Exercise prompt: What is needed is the full set of records, word for word, with no pictures.
━━ Extracted information ━━
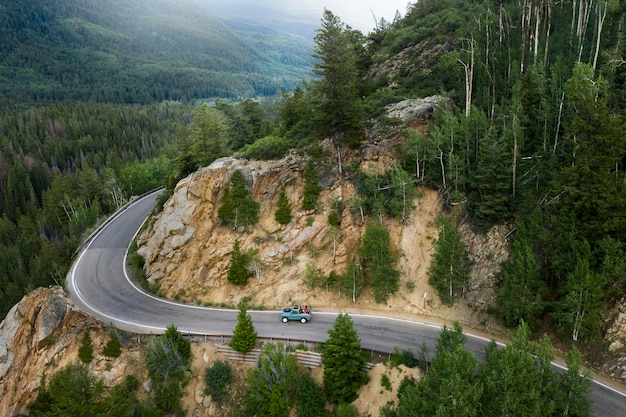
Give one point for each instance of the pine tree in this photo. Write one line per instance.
(312, 188)
(450, 267)
(245, 335)
(182, 345)
(237, 269)
(339, 103)
(237, 206)
(377, 259)
(520, 294)
(344, 362)
(85, 351)
(283, 211)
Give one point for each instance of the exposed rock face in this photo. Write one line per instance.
(415, 108)
(489, 252)
(187, 250)
(40, 334)
(410, 62)
(615, 336)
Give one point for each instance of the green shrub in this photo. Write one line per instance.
(217, 378)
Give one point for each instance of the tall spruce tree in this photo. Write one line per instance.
(85, 351)
(283, 211)
(337, 89)
(312, 188)
(237, 269)
(450, 267)
(244, 335)
(378, 259)
(344, 362)
(237, 207)
(521, 291)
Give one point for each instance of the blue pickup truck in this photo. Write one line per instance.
(302, 314)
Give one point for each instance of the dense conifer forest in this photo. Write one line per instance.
(142, 51)
(534, 138)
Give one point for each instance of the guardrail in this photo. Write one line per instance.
(309, 359)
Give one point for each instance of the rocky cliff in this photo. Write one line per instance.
(187, 250)
(40, 335)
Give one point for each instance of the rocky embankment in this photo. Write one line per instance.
(40, 335)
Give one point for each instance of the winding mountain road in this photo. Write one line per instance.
(100, 285)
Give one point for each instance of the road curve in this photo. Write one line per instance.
(99, 283)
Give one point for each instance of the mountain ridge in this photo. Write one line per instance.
(138, 52)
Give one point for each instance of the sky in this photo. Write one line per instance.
(357, 13)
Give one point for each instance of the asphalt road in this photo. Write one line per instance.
(99, 284)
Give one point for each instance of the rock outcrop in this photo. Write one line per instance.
(615, 337)
(41, 334)
(415, 108)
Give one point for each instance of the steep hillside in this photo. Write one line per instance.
(135, 52)
(187, 250)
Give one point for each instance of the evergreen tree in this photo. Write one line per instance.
(283, 211)
(451, 385)
(73, 391)
(85, 351)
(377, 260)
(168, 369)
(574, 388)
(217, 378)
(353, 281)
(310, 398)
(339, 104)
(180, 343)
(208, 131)
(493, 181)
(581, 307)
(312, 188)
(520, 294)
(244, 335)
(237, 269)
(512, 381)
(450, 267)
(344, 362)
(590, 186)
(271, 386)
(237, 207)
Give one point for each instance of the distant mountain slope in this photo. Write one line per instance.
(129, 52)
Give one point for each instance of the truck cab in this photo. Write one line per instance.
(297, 312)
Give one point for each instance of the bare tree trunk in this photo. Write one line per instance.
(548, 30)
(601, 12)
(558, 123)
(584, 10)
(538, 16)
(514, 154)
(469, 77)
(443, 169)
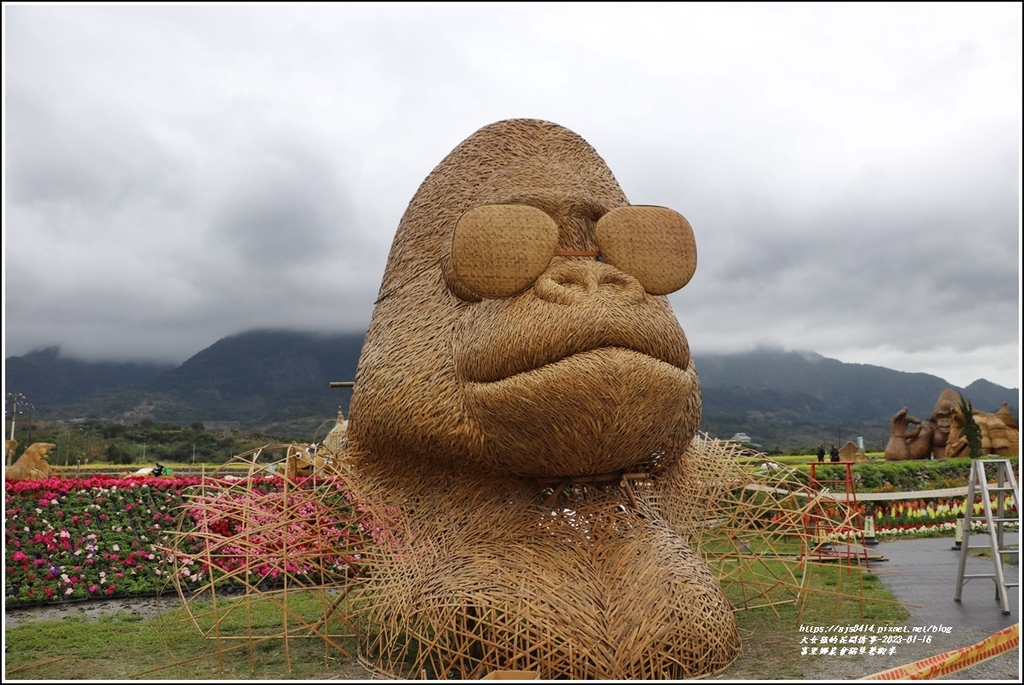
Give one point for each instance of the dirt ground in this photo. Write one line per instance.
(774, 656)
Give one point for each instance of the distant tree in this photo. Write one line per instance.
(971, 430)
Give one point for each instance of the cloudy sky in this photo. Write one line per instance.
(174, 174)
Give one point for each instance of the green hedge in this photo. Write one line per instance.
(902, 476)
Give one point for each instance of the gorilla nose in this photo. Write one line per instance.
(577, 282)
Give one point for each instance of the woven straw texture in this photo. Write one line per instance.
(459, 579)
(523, 446)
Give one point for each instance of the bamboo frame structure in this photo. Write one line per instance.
(521, 460)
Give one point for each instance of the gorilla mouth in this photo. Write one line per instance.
(580, 361)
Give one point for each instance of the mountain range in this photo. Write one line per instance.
(280, 382)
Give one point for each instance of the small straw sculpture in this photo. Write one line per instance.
(522, 441)
(464, 594)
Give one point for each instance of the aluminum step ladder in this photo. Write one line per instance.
(1006, 511)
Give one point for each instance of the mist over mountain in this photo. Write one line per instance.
(279, 381)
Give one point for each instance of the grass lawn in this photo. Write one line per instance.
(122, 646)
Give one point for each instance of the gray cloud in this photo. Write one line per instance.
(175, 174)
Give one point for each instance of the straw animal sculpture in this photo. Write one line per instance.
(33, 464)
(380, 579)
(522, 437)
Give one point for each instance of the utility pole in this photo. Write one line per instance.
(14, 398)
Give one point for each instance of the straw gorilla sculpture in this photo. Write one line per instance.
(522, 388)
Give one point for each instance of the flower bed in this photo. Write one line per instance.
(68, 539)
(935, 516)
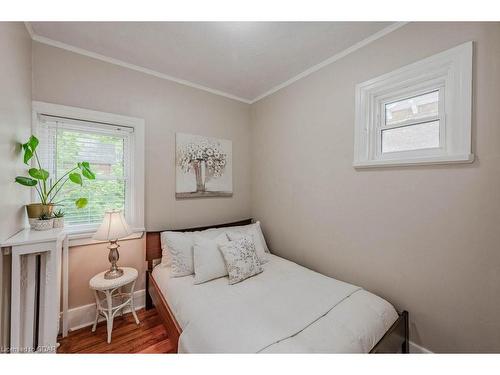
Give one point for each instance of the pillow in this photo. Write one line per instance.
(179, 247)
(241, 259)
(208, 261)
(173, 238)
(254, 231)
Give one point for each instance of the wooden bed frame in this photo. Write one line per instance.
(395, 340)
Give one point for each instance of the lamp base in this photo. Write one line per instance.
(113, 274)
━━━
Reply to the exercise:
Give one point for each instance of the pine tree in this photo. Write one line per instance.
(312, 188)
(450, 267)
(245, 335)
(182, 345)
(237, 269)
(339, 103)
(237, 206)
(377, 259)
(520, 294)
(344, 362)
(85, 351)
(283, 211)
Give one point for each instance of the exposed rock face in this photo. Write one line per instance.
(415, 108)
(489, 252)
(187, 250)
(40, 334)
(410, 62)
(615, 336)
Give one point for each instance of the green shrub in this photo. Write one line per instance.
(217, 378)
Give one point for each instance of the tall spruce tree in this photo. Write one line per instance.
(85, 351)
(283, 211)
(337, 89)
(312, 188)
(237, 269)
(450, 267)
(244, 335)
(378, 259)
(344, 362)
(237, 207)
(521, 291)
Give one point for each instance of the blue pickup truck in this photo. Write one line per instance.
(302, 314)
Give one point for each instance of the dense conifer forest in this photo. Write one line per instance.
(142, 51)
(534, 138)
Give one point for each instance of the guardrail in this photo. Write one line per instance.
(309, 359)
Give one point for each instance of the rocky cliff in this photo. Write one line per instance.
(187, 250)
(40, 335)
Give one point for each instance of the rocky embankment in this photo. Write one line per instance.
(40, 335)
Give one point for each instance of the winding mountain road in this photo. Write one line per instance.
(100, 285)
Give one point for each instance of the road curve in this photo. Write one line per instance.
(99, 283)
Give one point for each instance of the mountain ridge in this photo. Write one line per instance.
(138, 52)
Give one point for each instance of the sky in this photo. Write one line per instance.
(357, 13)
Give one point for each instance of the asphalt road in this photo. Write one line per instance.
(99, 284)
Give one point for each instance of the rock outcrop in this photo. Write one line per instance.
(615, 337)
(41, 334)
(415, 108)
Give one point for each instance of the steep hillside in this photo. Write one line per instance.
(135, 52)
(187, 250)
Give one point for each instance of the evergreen tree in this photo. Write one line per instance.
(283, 211)
(451, 385)
(73, 391)
(85, 351)
(377, 260)
(168, 369)
(574, 388)
(217, 378)
(353, 281)
(310, 398)
(339, 104)
(180, 343)
(208, 131)
(493, 181)
(581, 307)
(312, 188)
(520, 294)
(244, 335)
(237, 269)
(512, 381)
(450, 267)
(344, 362)
(590, 186)
(271, 386)
(237, 207)
Give one point for each instance of the distant mountain slope in this photo. Write one line per instance.
(129, 52)
Give one point for each instance of the truck cab in this photo. Write one line per instance.
(297, 312)
Give one point for each instance of the bare tree trunk in this photo. Write one line per instance.
(548, 30)
(601, 12)
(558, 123)
(584, 10)
(538, 16)
(514, 154)
(469, 77)
(443, 169)
Give one point for each instance of the dirt ground in this photo. Write one line per instance.
(774, 656)
Give one point for each instance of the distant tree in this photo. Write one line per instance.
(971, 430)
Give one point for each instance of the cloudy sky in this photo. Write one line per instance.
(174, 174)
Give one point for each instance of the green hedge in this photo. Write one line per instance.
(902, 476)
Give one point for each instance of the gorilla nose in this photo. Write one line per instance.
(577, 282)
Give one point for each instance of the woven straw texture in this photo. Write one line per instance.
(459, 579)
(523, 446)
Give one point for each instance of the bamboo frame structure in this photo. Write one line per instance.
(521, 460)
Give one point for each instance of the gorilla mouth in this photo. Write one line per instance.
(580, 361)
Give one point for each instance of the mountain range in this photo. Write one line per instance.
(280, 382)
Give one point for each instance of the small straw sculpture in this photo. Write one line per instance.
(522, 441)
(464, 594)
Give one point for each instance of the aluminum step ladder in this photo. Write one line per instance.
(1006, 511)
Give one point for each instance of the mist over mountain in this photo. Write one line per instance.
(279, 381)
Give one point for each instance of the grass lawn in this photo. Write one line per instance.
(122, 646)
Give one point for each instance of the gray cloud in this photo. Write one line per instance.
(175, 174)
Give one point for each instance of the straw animal sculpture in this photo. Write one line per instance.
(33, 464)
(380, 579)
(522, 437)
Give one point for each instance of the utility pole in this photo. Write one line per instance.
(14, 398)
Give one point for each instance of the straw gorilla sculpture in this photo. Write one line per instance.
(522, 388)
Give one point for each instance of the flower bed in this photo. Write one line per instance.
(68, 539)
(935, 516)
Give one point for each instance of the pillow in this photo. Write one line per instance.
(179, 247)
(241, 259)
(208, 261)
(173, 238)
(254, 231)
Give one point for each instance of the wooden bed frame in this photo. Write one line per instance.
(395, 340)
Give one point for each instance of the lamp base in this photo. Write one line per instance.
(113, 274)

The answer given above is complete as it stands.